Stated task 1 –
Using the guide to cheap action cameras, decide whether each statement agrees with it: (a) the Kaiser Baas X450 weighs 73g; (b) the Kaiser Baas X450 has the best stabilization of any camera in the guide, GoPro models included; (c) the Hero 7 Silver is named as an older GoPro worth finding deals on. Answer yes or no for each and quote the deciding words.

Given passage –
Looking for the best cheap action camera? You’ve found the right buying guide. From entry-level models to former flagships that are now more affordable, we’ve tested all of the best budget action cameras. So whether you want a rugged recorded for capturing your adventurous pursuits or a simple pocket camera that can go anywhere with you, you’ll find your ideal cheap action camera here.
What’s the best cheap action camera right now? We think the Kaiser Baas X450 is the top affordable action cam for most people. Its build is basic and its audio performance isn't anything to write home about, but it’s also lightweight at 73g and can capture lovely, detailed 4K footage at 30fps. Plus it has the best stabilization of any non-GoPro camera in this guide.
That said, it might not be the best option for you. You might want a model that’s even cheaper, in which case something like the Akaso EK7000 might be a better fit. It’s an imperfect but surprisingly capable option for those on a tight budget. Alternatively, you could be looking for a GoPro camera from a few years ago, in which case it’s worth hunting out the best deals you can find on models such as the Hero 7 Silver.

Source records –
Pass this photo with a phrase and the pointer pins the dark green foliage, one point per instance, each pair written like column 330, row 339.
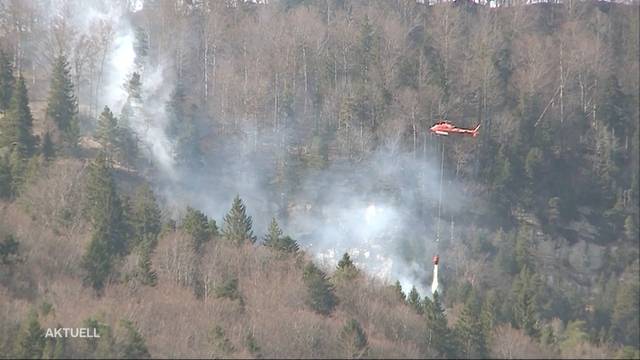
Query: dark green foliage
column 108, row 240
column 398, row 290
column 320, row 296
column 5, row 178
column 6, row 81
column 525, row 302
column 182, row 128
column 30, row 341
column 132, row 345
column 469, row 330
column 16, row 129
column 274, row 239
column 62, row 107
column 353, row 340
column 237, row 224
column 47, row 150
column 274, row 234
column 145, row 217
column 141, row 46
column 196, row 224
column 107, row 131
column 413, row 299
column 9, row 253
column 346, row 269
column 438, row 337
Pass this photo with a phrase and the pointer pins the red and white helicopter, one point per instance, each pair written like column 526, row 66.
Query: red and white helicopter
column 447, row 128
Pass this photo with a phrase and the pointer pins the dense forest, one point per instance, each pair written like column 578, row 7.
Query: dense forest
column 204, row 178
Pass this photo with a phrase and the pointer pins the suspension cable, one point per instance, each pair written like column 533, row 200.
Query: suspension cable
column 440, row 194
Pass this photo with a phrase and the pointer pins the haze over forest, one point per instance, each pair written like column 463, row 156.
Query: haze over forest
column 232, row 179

Stated task 2 –
Write out the listing lines word for word, starting with the line containing "463, row 156." and going on through the end of the listing, both ends included.

Final result 1 –
(a) Yes: "it’s also lightweight at 73g"
(b) No: "it has the best stabilization of any non-GoPro camera in this guide"
(c) Yes: "it’s worth hunting out the best deals you can find on models such as the Hero 7 Silver"

Final result 2 –
Pass this photo with a phrase and the pointer pins the haze over forest, one point per instance, each pair written like column 463, row 156.
Query: haze over forest
column 232, row 179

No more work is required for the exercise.